- _Brief_
Collect and copy every line of the items below that contains the word "bush".

- _Raw records_
____

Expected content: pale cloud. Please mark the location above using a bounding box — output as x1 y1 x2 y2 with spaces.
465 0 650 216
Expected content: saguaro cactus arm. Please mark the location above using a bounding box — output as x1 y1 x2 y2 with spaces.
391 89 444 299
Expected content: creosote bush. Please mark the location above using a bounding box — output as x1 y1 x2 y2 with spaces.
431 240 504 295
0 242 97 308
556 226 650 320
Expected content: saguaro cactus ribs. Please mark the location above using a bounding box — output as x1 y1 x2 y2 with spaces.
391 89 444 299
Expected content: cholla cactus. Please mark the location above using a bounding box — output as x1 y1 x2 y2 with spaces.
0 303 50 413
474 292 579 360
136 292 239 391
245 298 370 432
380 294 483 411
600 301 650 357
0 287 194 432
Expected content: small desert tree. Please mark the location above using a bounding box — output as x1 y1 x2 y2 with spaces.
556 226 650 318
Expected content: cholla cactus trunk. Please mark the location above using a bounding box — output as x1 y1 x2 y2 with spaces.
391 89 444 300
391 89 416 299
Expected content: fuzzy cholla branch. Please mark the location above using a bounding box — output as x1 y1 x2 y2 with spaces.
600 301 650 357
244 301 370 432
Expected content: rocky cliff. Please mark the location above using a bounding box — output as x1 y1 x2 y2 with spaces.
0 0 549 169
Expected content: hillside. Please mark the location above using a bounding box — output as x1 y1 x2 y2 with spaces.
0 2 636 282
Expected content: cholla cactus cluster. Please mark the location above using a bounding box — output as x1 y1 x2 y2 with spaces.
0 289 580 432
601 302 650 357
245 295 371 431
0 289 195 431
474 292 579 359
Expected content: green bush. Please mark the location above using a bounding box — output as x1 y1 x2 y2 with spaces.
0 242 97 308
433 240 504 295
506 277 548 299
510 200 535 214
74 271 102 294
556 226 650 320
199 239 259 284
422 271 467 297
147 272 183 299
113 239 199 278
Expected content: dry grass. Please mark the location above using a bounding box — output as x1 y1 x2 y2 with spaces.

____

- _Final result_
Expected content: creosote bush. Please mark the location above using a bounding box — output as x1 y1 x2 y2 with spaces.
Expected content: green bush. Please mark the location above using a bounding box — output as x1 y1 x2 y2 with spaces.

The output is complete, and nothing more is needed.